▶ _What is expected_: Filter the listing below, keeping only the lines with the word "Target".

▶ _Material for the task_:
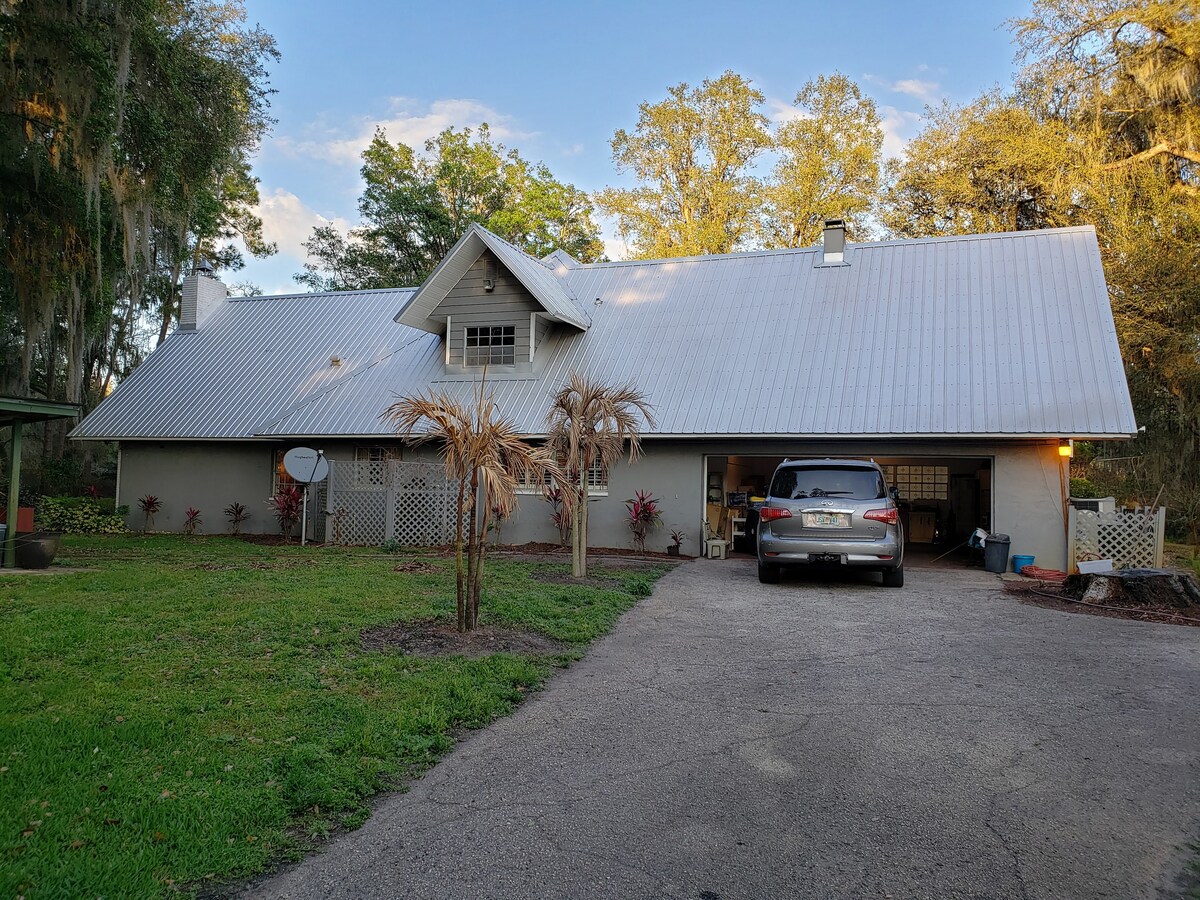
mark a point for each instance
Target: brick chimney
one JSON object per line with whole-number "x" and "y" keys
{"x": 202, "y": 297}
...
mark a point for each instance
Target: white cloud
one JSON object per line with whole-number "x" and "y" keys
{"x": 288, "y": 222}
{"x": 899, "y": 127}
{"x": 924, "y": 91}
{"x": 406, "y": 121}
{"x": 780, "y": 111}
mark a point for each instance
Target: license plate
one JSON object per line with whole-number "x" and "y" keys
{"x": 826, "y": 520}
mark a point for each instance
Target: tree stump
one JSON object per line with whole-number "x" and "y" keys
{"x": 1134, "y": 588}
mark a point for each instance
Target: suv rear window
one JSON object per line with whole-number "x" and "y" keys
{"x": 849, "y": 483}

▶ _Exercise output_:
Target: brick chimney
Target: white cloud
Target: license plate
Target: tree stump
Target: suv rear window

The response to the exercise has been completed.